GIVEN INSTRUCTION: Please rewrite each of the entries below, changing "per instance" to "per occurrence" wherever it appears and leaving everything else as it is.

Point-based annotation entries:
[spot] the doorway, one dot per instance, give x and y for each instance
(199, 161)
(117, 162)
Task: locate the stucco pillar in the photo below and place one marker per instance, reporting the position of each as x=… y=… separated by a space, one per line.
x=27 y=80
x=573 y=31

WRITTEN RESPONSE:
[spot] the doorway, one dot per occurrence, give x and y for each instance
(199, 161)
(117, 162)
Task: locate the stucco pillar in the photo below and place one marker per occurrence, reporting the position of each as x=… y=… separated by a space, one per line.
x=27 y=80
x=573 y=31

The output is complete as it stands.